Se sigue de ello, que la fe tiene como sujeto la inteligencia humana, no un sentimiento o algo perteneciente a la sensibilidad. Sostiene Santo Tomás, en la Suma teológica, que «creer es inmediatamente acto del entendimiento». Queda probado: «porque su objeto es la verdad, que propiamente pertenece a éste; en consecuencia, es necesario que la fe, principio propio de este acto, esté en el entendimiento como en sujeto»[14].

Afirmaba, por ello, San Agustín que: «Creer es pensar con asentimiento»[15]. Este asenso, o aprobación, de lo conocido intelectualmente no es porque se posea la intrínseca evidencia de su contenido, sino por un acto de la voluntad libre bajo la moción de la gracia. Con la fe, declara San Pablo: «ahora vemos por un espejo y oscuramente, pero entonces veremos cara a cara»[16]. En la visión beatífica, el objeto de la fe se verá directa y claramente, ahora por la fe de un modo mediato y en sombras. En la fe, por tanto, no hay evidencia, pero hay total certeza, e incluso superior a cualquier certeza natural, como la de la ciencia.

En este sentido, a la pregunta «qué es la fe», respondía San Juan Enrique Newman: «Es el asentimiento como verdadera a una doctrina que no vemos y que no podemos demostrar, porque Dios, que no nos engaña, dice ser cierta»[17]. También puede contestarse con otro sentido relacionado con el anterior, porque: «como Dios nos anuncia la verdad de esta doctrina no con su propia voz sino por la palabra de sus enviados, fe es también asentimiento a lo que un hombre declara, considerado no como hombre a secas, sino en su función de mensajero, profeta o embajador de Dios»[18].

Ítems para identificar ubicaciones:
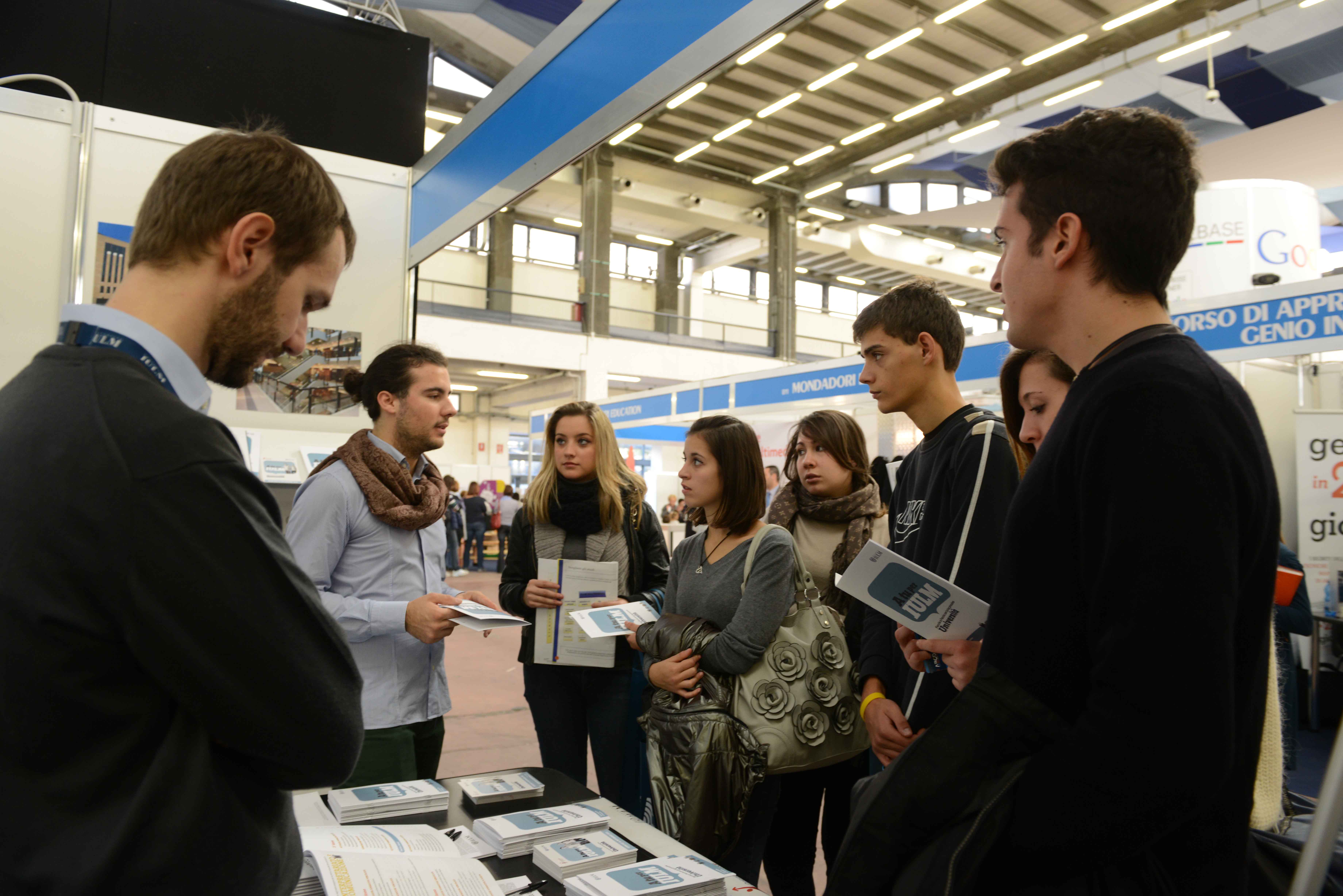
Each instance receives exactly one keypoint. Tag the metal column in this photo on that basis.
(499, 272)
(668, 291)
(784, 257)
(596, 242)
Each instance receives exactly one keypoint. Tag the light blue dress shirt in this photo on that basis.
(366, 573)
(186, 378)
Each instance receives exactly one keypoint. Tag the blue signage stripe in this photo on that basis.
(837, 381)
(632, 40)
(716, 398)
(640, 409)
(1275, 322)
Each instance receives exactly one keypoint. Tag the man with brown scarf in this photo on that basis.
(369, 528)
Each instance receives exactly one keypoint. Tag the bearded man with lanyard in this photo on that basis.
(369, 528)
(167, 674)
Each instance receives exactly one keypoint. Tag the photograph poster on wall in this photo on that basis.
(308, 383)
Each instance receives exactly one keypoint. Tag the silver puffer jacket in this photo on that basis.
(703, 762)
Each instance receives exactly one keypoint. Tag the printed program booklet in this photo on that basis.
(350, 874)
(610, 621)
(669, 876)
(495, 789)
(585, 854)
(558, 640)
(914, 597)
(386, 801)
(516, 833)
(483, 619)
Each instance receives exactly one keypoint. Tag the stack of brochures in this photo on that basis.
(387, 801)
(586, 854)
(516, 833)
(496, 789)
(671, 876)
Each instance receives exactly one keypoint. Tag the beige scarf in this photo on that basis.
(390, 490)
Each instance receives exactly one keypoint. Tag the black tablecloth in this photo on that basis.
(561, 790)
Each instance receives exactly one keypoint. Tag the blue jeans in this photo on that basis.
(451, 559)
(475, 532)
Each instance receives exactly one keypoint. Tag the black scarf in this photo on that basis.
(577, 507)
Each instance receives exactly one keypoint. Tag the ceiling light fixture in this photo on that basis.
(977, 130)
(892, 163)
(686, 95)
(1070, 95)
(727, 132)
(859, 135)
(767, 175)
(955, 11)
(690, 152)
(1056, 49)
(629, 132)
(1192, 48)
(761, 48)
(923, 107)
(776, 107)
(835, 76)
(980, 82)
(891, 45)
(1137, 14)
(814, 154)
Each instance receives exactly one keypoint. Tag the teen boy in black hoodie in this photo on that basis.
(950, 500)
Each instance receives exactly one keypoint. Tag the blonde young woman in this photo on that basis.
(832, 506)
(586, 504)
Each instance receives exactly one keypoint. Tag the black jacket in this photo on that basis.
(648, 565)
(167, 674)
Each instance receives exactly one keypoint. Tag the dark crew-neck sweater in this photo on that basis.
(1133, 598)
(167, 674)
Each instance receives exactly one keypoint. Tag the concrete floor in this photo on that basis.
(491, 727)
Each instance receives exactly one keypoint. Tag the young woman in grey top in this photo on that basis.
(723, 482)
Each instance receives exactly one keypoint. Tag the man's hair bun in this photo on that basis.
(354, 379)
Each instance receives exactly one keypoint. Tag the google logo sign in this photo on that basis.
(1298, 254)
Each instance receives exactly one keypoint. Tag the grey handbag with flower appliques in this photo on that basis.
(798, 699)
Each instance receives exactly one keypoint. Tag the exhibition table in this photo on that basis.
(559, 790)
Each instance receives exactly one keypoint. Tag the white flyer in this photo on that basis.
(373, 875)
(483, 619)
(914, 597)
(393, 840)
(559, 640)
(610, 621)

- **TAREAS PENDIENTES**
(A) Por favor, transcribe del pasaje sobre la fe el fragmento que va desde "Afirmaba, por ello, San" hasta "de la ciencia.".
(B) Enumera a todas las personas a las que el pasaje sobre la fe atribuye palabras citadas entre comillas.

- **RESULTADOS FINALES**
(A)
Afirmaba, por ello, San Agustín que: «Creer es pensar con asentimiento»[15]. Este asenso, o aprobación, de lo conocido intelectualmente no es porque se posea la intrínseca evidencia de su contenido, sino por un acto de la voluntad libre bajo la moción de la gracia. Con la fe, declara San Pablo: «ahora vemos por un espejo y oscuramente, pero entonces veremos cara a cara»[16]. En la visión beatífica, el objeto de la fe se verá directa y claramente, ahora por la fe de un modo mediato y en sombras. En la fe, por tanto, no hay evidencia, pero hay total certeza, e incluso superior a cualquier certeza natural, como la de la ciencia.

(B)
Santo Tomás
San Agustín
San Pablo
San Juan Enrique Newman